> [Your objective]:
Rewrite each of the following entries, replacing "instance" with "occurrence" and leaving everything else unchanged.

> [Stored data]:
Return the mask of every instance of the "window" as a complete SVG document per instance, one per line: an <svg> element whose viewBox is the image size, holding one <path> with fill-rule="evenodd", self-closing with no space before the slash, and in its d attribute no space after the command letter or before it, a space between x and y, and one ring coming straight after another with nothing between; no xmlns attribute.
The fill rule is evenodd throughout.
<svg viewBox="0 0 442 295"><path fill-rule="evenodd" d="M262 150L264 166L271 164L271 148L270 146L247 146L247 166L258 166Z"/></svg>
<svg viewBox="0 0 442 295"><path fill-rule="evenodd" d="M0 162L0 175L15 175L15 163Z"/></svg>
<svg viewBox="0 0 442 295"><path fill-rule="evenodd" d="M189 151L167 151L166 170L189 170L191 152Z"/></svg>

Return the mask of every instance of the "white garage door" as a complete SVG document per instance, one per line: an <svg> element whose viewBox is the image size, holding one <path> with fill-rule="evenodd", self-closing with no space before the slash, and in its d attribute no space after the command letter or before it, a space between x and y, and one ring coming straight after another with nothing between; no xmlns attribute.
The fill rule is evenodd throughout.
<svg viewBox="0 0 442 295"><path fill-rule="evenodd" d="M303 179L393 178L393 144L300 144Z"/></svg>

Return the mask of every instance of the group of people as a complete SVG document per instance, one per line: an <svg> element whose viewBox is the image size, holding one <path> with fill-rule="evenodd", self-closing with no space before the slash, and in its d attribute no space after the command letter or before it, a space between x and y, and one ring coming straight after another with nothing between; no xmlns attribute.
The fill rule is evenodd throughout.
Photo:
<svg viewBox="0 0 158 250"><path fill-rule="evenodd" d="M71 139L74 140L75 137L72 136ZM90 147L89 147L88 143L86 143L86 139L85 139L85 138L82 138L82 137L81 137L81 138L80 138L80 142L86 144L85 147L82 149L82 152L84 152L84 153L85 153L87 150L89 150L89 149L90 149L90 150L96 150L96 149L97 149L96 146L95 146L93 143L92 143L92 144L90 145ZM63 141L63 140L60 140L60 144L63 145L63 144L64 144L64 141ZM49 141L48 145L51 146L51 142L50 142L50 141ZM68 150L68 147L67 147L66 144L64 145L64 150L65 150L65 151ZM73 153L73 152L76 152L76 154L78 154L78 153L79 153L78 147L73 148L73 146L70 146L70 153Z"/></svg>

> [In response]:
Return the mask of every occurrence of the "window" as a complete SVG document per occurrence, one per line: an <svg> element whose viewBox is the image size, holding one <path> with fill-rule="evenodd", self-closing with no space before the slash, and in its d attribute no space after the command letter or before it, a space between x and y, and one ring coming straight after another with nothing between; no xmlns attribute.
The fill rule is evenodd throughout.
<svg viewBox="0 0 442 295"><path fill-rule="evenodd" d="M262 150L264 166L271 164L271 148L270 146L247 146L247 166L258 166Z"/></svg>
<svg viewBox="0 0 442 295"><path fill-rule="evenodd" d="M0 162L0 175L15 175L15 163Z"/></svg>
<svg viewBox="0 0 442 295"><path fill-rule="evenodd" d="M189 151L167 151L166 170L189 170L191 152Z"/></svg>

Return the mask of every occurrence of the "white garage door" as a complete SVG document per occurrence, one per line: an <svg> element whose viewBox is the image size, holding one <path> with fill-rule="evenodd", self-closing with no space before the slash, and in its d attribute no space after the command letter or before it, a space between x and y, and one ring coming straight after another with nothing between; no xmlns attribute.
The fill rule is evenodd throughout.
<svg viewBox="0 0 442 295"><path fill-rule="evenodd" d="M303 179L393 178L393 144L300 144Z"/></svg>

Return the mask of every occurrence of the group of people as a complete SVG document per occurrence, one per line: an <svg> element whose viewBox is the image size, holding one <path> with fill-rule="evenodd", self-closing with no space before the slash, and in its d attribute no space after the command letter or before it, a space between x and y, and one ring coming straight after another with nothing between; no xmlns attribute.
The fill rule is evenodd throughout.
Photo:
<svg viewBox="0 0 158 250"><path fill-rule="evenodd" d="M71 139L74 140L75 137L72 136ZM90 147L89 147L88 143L86 143L86 139L85 139L85 138L82 138L82 137L81 137L81 138L80 138L80 142L86 144L85 147L82 149L82 152L84 152L84 153L85 153L87 150L89 150L89 149L90 149L90 150L96 150L96 149L97 149L96 146L95 146L93 143L92 143L92 144L90 145ZM63 141L63 140L60 140L60 144L63 145L63 144L64 144L64 141ZM49 141L48 145L51 146L51 142L50 142L50 141ZM68 150L68 147L67 147L66 144L64 145L64 150L65 150L65 151ZM73 153L73 152L76 152L76 154L78 154L78 153L79 153L78 147L73 148L73 146L70 146L70 153Z"/></svg>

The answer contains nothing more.